Excerpted passage ::
▼

This page is not an RFE. It is intended to be an informative companion to External Users in IPA by articulating the processes by which external users obtain credentials for the local realm. The use case supported by these mechanisms is described on External Collaboration Domains. In summary, the external collaboration domain is expected to host web services, console login services, and file sharing services, but has few or no locally defined users.

Three primary mechanisms are articulated:

  1. Kerberos cross realm trusts. (Includes vanilla Kerberos trusts, trusts to IPA, and trusts to AD)

  2. Kerberos PKINIT operation

  3. Leveraging Non-Kerberos identity technologies

The third mechanism introduces the need for a gateway server to interact with the non-Kerberos technologies, adapt foreign identities into the Kerberos name@realm pattern, and to provide a means for the user to obtain Kerberos credentials from the KDC.

External Users in IPA articulates a need to create a reference to external users in the local LDAP store in order to coordinate and serve POSIX attributes for these users to the hosts in the local realm. For each mechanism by which external users may enter the local realm, this page identifies how external users are detected.



This section develops a visual vocabulary to help articulate Kerberos message flows. The iconography introduced here will be leveraged throughout the remainder of the page. This starts out very basic, but it is necessary later on when cross-realm operation is considered.

▲

Entries taken from a collection:
▼

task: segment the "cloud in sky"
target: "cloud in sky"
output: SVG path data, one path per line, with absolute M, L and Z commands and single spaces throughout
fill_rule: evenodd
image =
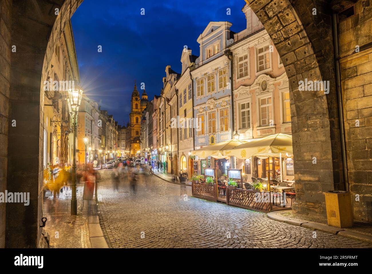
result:
M 160 95 L 167 65 L 180 72 L 185 45 L 199 55 L 199 35 L 211 21 L 246 27 L 243 0 L 167 1 L 85 0 L 71 18 L 86 94 L 126 124 L 134 80 L 149 99 Z M 141 15 L 141 9 L 145 15 Z M 226 14 L 230 8 L 231 15 Z M 99 45 L 102 51 L 97 51 Z

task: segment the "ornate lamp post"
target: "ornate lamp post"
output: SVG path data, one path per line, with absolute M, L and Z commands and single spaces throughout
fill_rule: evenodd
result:
M 71 174 L 72 196 L 71 197 L 71 215 L 77 215 L 77 201 L 76 200 L 76 128 L 77 125 L 77 112 L 81 102 L 83 92 L 81 89 L 69 89 L 67 92 L 68 93 L 68 99 L 67 100 L 68 109 L 70 114 L 74 114 L 72 124 L 74 140 L 73 142 L 73 153 Z
M 83 138 L 83 140 L 84 141 L 84 144 L 85 145 L 85 150 L 84 150 L 84 154 L 85 154 L 85 158 L 84 159 L 84 165 L 85 165 L 85 171 L 87 171 L 87 145 L 88 144 L 88 141 L 89 140 L 88 137 L 86 136 Z

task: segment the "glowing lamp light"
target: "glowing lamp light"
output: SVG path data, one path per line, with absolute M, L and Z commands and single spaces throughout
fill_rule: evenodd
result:
M 69 111 L 70 112 L 78 111 L 84 92 L 81 89 L 69 89 L 67 92 L 68 93 L 67 102 Z

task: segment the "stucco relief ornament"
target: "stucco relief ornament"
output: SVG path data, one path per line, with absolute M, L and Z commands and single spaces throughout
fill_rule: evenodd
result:
M 208 104 L 208 108 L 211 110 L 216 107 L 216 103 L 214 102 L 211 102 Z
M 241 150 L 240 152 L 240 156 L 241 156 L 242 158 L 245 158 L 247 157 L 247 152 L 246 151 L 245 149 Z
M 226 106 L 227 105 L 227 102 L 226 101 L 222 101 L 221 102 L 219 105 L 221 108 L 223 108 L 224 106 Z

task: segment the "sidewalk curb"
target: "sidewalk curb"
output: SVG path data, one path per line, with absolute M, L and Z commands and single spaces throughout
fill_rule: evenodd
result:
M 94 183 L 94 187 L 97 187 Z M 97 213 L 97 206 L 96 194 L 93 194 L 93 198 L 89 200 L 89 204 L 94 210 L 92 210 L 93 215 L 88 217 L 88 229 L 89 230 L 89 240 L 92 248 L 108 248 L 109 246 L 103 236 L 103 233 L 99 223 L 99 218 Z
M 267 217 L 271 220 L 282 223 L 298 226 L 303 227 L 309 228 L 312 230 L 317 230 L 319 231 L 327 232 L 334 235 L 337 235 L 343 237 L 346 237 L 354 240 L 357 240 L 362 242 L 372 243 L 372 236 L 362 233 L 350 231 L 342 228 L 334 227 L 333 226 L 325 224 L 307 222 L 307 221 L 299 221 L 298 220 L 289 219 L 282 216 L 278 215 L 278 213 L 283 212 L 284 210 L 273 211 L 269 212 L 266 215 Z
M 172 184 L 174 184 L 176 185 L 185 185 L 186 187 L 191 186 L 191 184 L 188 184 L 188 183 L 181 184 L 181 183 L 177 183 L 177 182 L 172 182 L 172 181 L 169 181 L 169 180 L 167 180 L 166 179 L 164 179 L 164 178 L 163 178 L 162 177 L 161 177 L 160 176 L 159 176 L 158 175 L 157 175 L 155 172 L 154 172 L 154 175 L 155 175 L 158 178 L 160 178 L 160 179 L 164 180 L 166 182 L 168 182 L 170 183 L 171 183 Z

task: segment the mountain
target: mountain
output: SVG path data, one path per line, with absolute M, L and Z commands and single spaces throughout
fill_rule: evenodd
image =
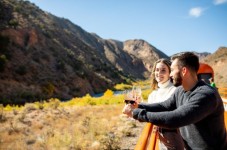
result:
M 145 79 L 168 57 L 140 39 L 102 39 L 23 0 L 0 1 L 0 103 L 70 99 Z
M 203 59 L 214 69 L 214 82 L 218 87 L 227 87 L 227 47 L 220 47 Z

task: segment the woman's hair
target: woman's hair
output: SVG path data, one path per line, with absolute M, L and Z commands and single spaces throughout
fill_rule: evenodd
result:
M 166 59 L 166 58 L 161 58 L 158 59 L 155 63 L 154 66 L 152 68 L 152 72 L 151 72 L 151 89 L 155 90 L 158 88 L 158 82 L 155 80 L 155 70 L 156 70 L 156 65 L 158 63 L 164 63 L 168 69 L 169 69 L 169 73 L 171 72 L 170 66 L 171 66 L 171 61 Z

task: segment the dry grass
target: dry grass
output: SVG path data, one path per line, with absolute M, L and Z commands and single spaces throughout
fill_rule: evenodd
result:
M 1 150 L 122 149 L 127 147 L 124 138 L 136 136 L 132 129 L 138 123 L 122 116 L 123 104 L 42 109 L 34 105 L 2 113 Z

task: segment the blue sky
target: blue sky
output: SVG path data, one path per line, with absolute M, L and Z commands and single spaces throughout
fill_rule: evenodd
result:
M 30 0 L 104 39 L 143 39 L 172 55 L 227 47 L 227 0 Z

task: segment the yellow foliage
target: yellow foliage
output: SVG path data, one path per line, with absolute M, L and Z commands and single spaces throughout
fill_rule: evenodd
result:
M 111 97 L 113 95 L 114 95 L 114 92 L 112 90 L 107 89 L 103 97 Z
M 121 83 L 121 84 L 115 85 L 114 88 L 115 88 L 116 90 L 125 90 L 125 89 L 130 89 L 130 88 L 132 88 L 132 85 L 128 85 L 128 84 Z

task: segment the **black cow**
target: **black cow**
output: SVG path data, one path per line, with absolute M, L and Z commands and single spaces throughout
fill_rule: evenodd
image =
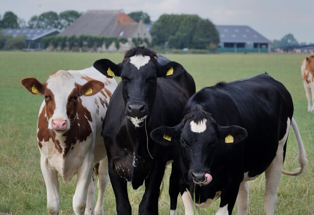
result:
M 220 196 L 216 214 L 231 214 L 238 193 L 239 214 L 247 214 L 247 181 L 264 171 L 266 214 L 273 214 L 290 124 L 301 168 L 284 173 L 298 174 L 306 164 L 293 112 L 284 86 L 262 74 L 203 89 L 188 102 L 181 123 L 154 130 L 153 140 L 175 145 L 186 214 L 193 214 L 193 199 L 208 207 Z
M 166 163 L 173 158 L 171 150 L 156 144 L 149 134 L 162 125 L 180 122 L 195 93 L 194 81 L 182 65 L 157 58 L 144 47 L 127 52 L 118 65 L 102 59 L 94 66 L 107 77 L 122 78 L 110 100 L 103 131 L 117 213 L 131 214 L 127 181 L 136 189 L 145 181 L 138 213 L 157 214 L 160 185 Z M 172 174 L 172 181 L 175 176 Z M 176 205 L 178 194 L 170 195 L 172 205 Z

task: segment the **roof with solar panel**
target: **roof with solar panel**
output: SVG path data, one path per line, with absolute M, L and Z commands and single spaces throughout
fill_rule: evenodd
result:
M 216 26 L 219 33 L 221 42 L 265 43 L 271 42 L 247 26 Z
M 34 41 L 56 31 L 59 33 L 61 32 L 55 29 L 5 29 L 3 33 L 4 35 L 11 35 L 13 37 L 25 35 L 26 36 L 26 40 Z

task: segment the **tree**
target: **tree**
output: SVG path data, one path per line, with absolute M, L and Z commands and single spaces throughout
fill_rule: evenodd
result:
M 168 42 L 170 48 L 199 49 L 209 49 L 219 43 L 218 32 L 209 20 L 197 15 L 164 15 L 150 29 L 152 46 L 164 46 Z
M 60 13 L 59 17 L 61 29 L 65 29 L 73 23 L 81 15 L 81 13 L 75 11 L 66 11 Z
M 52 11 L 43 13 L 39 17 L 32 17 L 29 22 L 29 26 L 30 28 L 62 29 L 58 14 Z
M 75 11 L 65 11 L 58 15 L 50 11 L 39 16 L 33 16 L 28 22 L 30 28 L 55 28 L 62 30 L 77 19 L 82 14 Z
M 69 49 L 72 50 L 72 48 L 77 43 L 77 38 L 75 35 L 72 35 L 68 38 L 68 45 Z
M 275 40 L 273 42 L 274 48 L 296 46 L 298 45 L 298 43 L 292 34 L 287 34 L 283 36 L 280 40 Z
M 127 15 L 137 23 L 138 23 L 140 20 L 142 20 L 143 22 L 145 24 L 150 24 L 151 23 L 149 16 L 147 13 L 144 13 L 142 11 L 132 12 L 128 14 Z
M 2 32 L 0 31 L 0 50 L 4 48 L 7 38 L 4 35 Z
M 212 49 L 210 44 L 218 44 L 219 34 L 213 23 L 208 19 L 199 20 L 196 26 L 191 47 L 197 49 Z
M 6 12 L 0 22 L 0 28 L 3 29 L 19 29 L 18 16 L 11 11 Z

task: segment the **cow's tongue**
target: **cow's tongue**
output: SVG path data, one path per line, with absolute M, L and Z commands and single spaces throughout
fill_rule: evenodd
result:
M 206 177 L 206 181 L 204 182 L 204 184 L 208 184 L 213 180 L 213 177 L 208 173 L 205 173 L 205 176 Z

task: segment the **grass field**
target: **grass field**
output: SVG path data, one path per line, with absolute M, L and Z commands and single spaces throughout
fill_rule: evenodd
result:
M 314 205 L 314 113 L 307 112 L 307 102 L 300 71 L 305 56 L 274 54 L 165 55 L 181 63 L 194 77 L 197 90 L 218 82 L 230 81 L 267 72 L 284 84 L 292 95 L 294 117 L 298 123 L 309 164 L 306 171 L 296 177 L 282 175 L 278 192 L 276 214 L 313 214 Z M 0 214 L 46 214 L 46 188 L 40 167 L 40 153 L 36 143 L 38 112 L 43 98 L 33 96 L 20 84 L 27 77 L 44 82 L 59 69 L 75 70 L 89 67 L 100 58 L 115 63 L 122 54 L 22 53 L 0 52 Z M 292 129 L 291 129 L 292 130 Z M 294 135 L 288 139 L 284 168 L 297 167 L 294 157 L 297 152 Z M 160 214 L 168 214 L 169 174 L 159 202 Z M 60 180 L 61 203 L 59 214 L 73 214 L 72 197 L 76 178 L 68 184 Z M 250 182 L 249 214 L 264 214 L 263 174 Z M 137 214 L 143 187 L 129 188 L 132 213 Z M 178 214 L 184 214 L 179 197 Z M 216 201 L 201 214 L 215 214 Z M 104 211 L 114 214 L 115 200 L 110 184 L 106 190 Z M 236 214 L 236 208 L 234 210 Z

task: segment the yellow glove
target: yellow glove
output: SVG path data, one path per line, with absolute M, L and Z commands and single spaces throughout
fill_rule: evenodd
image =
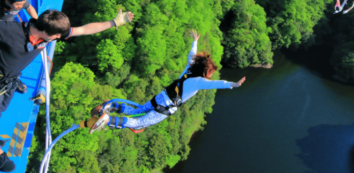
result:
M 129 12 L 122 13 L 122 10 L 119 10 L 113 21 L 116 23 L 116 30 L 118 30 L 118 26 L 131 21 L 129 19 Z
M 89 119 L 88 121 L 81 121 L 80 122 L 80 128 L 91 128 L 97 122 L 98 119 L 99 119 L 99 118 L 94 117 Z

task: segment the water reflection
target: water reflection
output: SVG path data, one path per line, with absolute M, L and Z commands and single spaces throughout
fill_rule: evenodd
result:
M 296 140 L 296 154 L 317 172 L 352 172 L 354 125 L 320 125 L 308 129 L 309 136 Z

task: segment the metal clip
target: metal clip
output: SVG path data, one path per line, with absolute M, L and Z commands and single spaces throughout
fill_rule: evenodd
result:
M 0 90 L 0 96 L 3 95 L 4 93 L 6 93 L 7 91 L 9 90 L 9 86 L 11 86 L 12 84 L 12 82 L 10 82 L 10 83 L 5 85 L 3 88 Z

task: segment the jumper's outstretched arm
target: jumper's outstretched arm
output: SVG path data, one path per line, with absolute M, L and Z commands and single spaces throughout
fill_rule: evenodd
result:
M 343 3 L 343 4 L 342 4 L 342 5 L 339 7 L 339 10 L 335 11 L 334 14 L 339 13 L 343 10 L 343 8 L 344 7 L 344 6 L 347 4 L 347 0 L 344 0 L 344 2 Z M 336 6 L 337 6 L 337 4 L 336 5 Z
M 338 10 L 340 9 L 340 2 L 339 2 L 339 0 L 337 0 L 336 6 L 334 6 L 334 10 L 336 10 L 337 7 L 338 8 Z
M 353 7 L 354 7 L 354 2 L 353 2 L 353 5 L 351 6 L 351 7 L 350 7 L 350 8 L 348 8 L 347 10 L 343 11 L 343 13 L 345 14 L 346 13 L 348 13 L 349 11 L 350 11 L 350 10 L 351 10 L 351 9 L 353 8 Z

▲

Direction 1 ::
Name the three primary mechanisms that the page on external user credentials articulates for external users to obtain credentials for the local realm.
Direction 2 ::
According to the page on external user credentials, what kind of server does the third mechanism require?

Written answer 1 ::
1. Kerberos cross realm trusts (including vanilla Kerberos trusts, trusts to IPA, and trusts to AD)
2. Kerberos PKINIT operation
3. Leveraging Non-Kerberos identity technologies

Written answer 2 ::
A gateway server.